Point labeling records
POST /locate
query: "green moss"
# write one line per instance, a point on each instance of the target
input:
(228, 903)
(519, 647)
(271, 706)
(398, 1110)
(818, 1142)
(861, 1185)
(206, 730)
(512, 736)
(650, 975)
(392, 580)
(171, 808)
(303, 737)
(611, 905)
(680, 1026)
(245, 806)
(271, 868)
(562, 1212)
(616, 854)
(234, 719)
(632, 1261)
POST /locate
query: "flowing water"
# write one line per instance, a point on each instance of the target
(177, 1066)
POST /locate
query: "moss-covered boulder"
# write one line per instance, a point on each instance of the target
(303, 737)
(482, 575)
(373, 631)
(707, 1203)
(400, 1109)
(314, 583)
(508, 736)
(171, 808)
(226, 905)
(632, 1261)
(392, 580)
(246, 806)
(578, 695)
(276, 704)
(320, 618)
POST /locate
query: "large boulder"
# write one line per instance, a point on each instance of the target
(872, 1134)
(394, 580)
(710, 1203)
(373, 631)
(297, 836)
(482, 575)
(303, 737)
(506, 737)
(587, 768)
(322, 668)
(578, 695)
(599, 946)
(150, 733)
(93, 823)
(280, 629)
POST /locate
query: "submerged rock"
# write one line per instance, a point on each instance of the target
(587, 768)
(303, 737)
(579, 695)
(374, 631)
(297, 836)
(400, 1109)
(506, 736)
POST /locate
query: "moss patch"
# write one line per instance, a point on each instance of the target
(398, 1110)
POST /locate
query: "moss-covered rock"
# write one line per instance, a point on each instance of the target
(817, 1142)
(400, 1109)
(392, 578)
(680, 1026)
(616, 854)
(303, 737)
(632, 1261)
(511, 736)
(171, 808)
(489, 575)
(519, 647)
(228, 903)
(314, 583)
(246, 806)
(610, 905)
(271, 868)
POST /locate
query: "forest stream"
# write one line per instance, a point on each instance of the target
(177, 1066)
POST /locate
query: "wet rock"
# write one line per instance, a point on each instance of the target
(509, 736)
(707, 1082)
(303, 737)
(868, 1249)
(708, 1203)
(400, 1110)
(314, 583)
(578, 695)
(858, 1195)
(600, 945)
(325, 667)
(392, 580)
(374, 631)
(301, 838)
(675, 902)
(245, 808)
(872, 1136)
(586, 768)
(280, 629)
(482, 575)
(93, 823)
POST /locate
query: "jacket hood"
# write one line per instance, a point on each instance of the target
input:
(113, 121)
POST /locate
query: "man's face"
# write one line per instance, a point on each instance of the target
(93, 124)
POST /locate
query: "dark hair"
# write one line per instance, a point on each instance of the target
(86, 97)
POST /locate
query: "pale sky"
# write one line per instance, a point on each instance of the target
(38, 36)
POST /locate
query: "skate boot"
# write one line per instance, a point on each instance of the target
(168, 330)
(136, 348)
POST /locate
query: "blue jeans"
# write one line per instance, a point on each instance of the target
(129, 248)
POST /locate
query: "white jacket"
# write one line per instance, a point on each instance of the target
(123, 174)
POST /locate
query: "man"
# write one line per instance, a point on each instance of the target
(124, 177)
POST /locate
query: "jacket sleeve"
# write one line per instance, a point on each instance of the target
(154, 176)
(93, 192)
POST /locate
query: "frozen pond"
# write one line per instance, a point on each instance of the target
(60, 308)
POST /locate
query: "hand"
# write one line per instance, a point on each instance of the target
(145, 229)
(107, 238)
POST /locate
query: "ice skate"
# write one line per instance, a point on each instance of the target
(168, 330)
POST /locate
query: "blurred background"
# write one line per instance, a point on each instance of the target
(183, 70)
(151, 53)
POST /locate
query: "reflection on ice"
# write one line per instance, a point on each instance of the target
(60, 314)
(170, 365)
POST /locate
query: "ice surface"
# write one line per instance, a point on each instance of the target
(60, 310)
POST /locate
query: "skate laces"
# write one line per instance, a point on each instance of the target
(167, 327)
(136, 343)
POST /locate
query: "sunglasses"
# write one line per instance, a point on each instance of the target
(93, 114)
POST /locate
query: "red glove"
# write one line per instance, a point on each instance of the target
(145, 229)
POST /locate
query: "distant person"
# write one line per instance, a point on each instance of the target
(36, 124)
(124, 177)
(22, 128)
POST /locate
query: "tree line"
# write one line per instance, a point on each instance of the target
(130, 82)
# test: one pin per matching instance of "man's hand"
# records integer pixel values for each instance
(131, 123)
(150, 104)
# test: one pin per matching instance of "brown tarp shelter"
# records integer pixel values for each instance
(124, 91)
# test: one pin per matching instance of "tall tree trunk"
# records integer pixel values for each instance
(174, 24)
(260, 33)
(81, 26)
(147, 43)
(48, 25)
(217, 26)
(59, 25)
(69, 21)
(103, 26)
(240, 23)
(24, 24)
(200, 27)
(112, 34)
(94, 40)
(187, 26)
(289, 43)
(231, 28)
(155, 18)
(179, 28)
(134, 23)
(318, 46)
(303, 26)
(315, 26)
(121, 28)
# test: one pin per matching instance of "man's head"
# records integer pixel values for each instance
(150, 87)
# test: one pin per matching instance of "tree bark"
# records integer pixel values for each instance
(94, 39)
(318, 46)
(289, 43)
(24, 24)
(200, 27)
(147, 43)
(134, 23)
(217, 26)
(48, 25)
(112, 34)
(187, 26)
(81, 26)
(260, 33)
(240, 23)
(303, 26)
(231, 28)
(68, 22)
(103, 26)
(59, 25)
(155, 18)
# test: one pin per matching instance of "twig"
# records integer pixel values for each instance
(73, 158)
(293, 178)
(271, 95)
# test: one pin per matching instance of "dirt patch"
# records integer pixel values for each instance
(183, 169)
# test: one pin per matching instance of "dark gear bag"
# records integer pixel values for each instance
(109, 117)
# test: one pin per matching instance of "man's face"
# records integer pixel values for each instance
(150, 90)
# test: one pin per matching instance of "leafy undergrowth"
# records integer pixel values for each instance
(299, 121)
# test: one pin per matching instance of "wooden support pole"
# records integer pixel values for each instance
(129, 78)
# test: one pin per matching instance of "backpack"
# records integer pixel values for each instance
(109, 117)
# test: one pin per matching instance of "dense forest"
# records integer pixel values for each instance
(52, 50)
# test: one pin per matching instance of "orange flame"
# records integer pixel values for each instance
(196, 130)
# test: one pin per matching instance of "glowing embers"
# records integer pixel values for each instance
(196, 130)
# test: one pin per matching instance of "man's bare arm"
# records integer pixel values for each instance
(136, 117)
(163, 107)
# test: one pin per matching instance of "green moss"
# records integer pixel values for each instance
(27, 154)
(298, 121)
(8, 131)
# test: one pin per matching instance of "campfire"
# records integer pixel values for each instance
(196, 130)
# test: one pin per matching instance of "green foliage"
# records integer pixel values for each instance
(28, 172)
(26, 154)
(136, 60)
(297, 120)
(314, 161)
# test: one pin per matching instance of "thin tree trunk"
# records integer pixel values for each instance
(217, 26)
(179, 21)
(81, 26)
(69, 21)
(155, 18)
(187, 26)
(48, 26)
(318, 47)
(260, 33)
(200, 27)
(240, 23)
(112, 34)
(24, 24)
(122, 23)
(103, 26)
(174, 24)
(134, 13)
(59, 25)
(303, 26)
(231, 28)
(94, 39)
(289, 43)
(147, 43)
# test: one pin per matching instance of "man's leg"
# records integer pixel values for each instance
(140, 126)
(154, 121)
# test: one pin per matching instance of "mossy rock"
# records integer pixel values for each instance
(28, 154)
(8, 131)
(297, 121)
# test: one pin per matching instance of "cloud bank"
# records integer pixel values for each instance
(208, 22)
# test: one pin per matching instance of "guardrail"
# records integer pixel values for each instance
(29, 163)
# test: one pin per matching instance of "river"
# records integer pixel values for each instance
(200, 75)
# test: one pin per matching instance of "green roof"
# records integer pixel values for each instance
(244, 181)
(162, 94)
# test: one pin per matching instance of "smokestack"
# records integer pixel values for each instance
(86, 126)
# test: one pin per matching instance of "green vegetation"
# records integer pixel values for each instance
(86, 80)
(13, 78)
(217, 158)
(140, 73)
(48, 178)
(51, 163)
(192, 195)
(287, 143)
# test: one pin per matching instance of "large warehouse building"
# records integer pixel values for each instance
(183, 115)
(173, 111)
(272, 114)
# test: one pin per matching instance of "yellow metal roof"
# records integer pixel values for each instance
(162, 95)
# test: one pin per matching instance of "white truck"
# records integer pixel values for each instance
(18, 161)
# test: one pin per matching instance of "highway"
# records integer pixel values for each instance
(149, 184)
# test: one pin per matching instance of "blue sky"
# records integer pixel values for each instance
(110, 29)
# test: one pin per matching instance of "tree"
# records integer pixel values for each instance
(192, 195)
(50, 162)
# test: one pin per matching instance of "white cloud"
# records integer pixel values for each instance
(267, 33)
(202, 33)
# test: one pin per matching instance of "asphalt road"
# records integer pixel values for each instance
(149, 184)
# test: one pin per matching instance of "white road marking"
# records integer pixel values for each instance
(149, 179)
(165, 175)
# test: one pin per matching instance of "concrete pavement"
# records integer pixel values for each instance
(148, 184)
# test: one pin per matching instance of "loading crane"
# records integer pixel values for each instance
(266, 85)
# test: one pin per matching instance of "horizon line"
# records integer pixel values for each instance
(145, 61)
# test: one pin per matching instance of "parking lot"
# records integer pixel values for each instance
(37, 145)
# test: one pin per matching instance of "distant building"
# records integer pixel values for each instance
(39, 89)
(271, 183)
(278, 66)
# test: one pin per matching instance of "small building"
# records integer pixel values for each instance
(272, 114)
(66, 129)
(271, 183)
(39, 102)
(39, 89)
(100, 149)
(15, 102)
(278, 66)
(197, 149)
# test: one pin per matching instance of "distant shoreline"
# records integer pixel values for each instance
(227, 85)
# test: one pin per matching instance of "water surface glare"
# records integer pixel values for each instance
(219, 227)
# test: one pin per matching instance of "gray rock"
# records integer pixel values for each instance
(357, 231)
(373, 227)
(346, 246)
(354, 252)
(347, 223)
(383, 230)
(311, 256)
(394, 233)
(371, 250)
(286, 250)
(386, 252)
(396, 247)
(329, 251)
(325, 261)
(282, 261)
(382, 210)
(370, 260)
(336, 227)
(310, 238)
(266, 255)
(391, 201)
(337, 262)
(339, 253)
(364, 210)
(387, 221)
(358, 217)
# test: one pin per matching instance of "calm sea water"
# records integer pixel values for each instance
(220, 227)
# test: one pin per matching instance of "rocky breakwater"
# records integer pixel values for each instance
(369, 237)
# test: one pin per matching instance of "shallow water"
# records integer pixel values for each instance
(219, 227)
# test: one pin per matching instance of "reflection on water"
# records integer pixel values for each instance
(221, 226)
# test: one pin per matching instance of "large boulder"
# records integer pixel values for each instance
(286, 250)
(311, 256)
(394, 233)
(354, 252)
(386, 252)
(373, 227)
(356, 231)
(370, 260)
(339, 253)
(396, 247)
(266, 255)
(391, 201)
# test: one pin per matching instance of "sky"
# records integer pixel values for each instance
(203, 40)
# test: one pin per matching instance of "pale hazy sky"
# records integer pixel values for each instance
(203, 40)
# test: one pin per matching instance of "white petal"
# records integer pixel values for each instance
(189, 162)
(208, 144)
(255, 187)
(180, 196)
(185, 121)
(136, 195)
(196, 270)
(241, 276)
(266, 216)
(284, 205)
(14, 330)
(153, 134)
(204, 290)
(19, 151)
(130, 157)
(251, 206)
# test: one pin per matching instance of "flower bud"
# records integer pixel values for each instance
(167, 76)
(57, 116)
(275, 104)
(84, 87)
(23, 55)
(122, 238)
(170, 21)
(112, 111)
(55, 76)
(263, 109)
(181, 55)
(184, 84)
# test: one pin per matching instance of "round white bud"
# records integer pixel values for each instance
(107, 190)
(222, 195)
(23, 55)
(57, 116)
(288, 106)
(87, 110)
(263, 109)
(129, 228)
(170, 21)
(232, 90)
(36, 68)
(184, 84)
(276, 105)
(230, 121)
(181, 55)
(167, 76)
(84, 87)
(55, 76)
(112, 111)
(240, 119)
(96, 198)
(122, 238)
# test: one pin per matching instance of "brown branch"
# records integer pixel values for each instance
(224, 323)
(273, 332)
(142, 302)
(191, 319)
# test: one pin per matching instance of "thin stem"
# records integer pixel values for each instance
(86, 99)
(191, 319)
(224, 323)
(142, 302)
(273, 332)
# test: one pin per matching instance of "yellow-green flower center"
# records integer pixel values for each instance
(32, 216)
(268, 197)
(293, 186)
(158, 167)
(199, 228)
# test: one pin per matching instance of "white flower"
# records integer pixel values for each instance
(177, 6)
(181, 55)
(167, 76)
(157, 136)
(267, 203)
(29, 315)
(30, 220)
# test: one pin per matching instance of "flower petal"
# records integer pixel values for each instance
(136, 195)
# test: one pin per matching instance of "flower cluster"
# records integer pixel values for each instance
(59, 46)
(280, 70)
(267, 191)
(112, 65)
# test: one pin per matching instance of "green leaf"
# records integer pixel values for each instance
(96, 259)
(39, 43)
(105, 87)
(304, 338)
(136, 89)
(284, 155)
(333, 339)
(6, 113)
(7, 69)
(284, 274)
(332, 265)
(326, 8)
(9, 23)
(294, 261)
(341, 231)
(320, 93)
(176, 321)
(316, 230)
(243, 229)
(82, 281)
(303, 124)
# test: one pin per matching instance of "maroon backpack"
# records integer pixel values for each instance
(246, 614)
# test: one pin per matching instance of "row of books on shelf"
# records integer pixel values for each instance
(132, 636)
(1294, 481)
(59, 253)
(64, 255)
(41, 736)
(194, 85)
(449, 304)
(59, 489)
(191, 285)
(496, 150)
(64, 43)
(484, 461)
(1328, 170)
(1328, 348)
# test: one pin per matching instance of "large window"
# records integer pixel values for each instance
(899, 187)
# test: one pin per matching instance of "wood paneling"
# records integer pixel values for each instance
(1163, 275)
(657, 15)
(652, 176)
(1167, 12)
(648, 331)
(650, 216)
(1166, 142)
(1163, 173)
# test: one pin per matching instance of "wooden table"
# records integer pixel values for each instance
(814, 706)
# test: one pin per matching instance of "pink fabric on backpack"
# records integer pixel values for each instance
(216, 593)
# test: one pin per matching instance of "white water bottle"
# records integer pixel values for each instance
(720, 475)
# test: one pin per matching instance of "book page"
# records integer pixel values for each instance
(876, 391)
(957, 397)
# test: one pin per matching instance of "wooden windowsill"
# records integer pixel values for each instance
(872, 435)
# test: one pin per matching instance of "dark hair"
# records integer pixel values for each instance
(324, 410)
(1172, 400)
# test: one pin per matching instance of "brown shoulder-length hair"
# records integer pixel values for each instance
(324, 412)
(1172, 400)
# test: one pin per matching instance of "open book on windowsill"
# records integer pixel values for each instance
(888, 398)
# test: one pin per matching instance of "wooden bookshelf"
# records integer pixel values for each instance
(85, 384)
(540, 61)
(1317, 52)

#### [TASK]
Report every line of the records above that contains the string "cloud", copying each such line in full.

#### [SOLUTION]
# test: one pin per matching instance of "cloud bank"
# test: one pin per matching instance of "white cloud"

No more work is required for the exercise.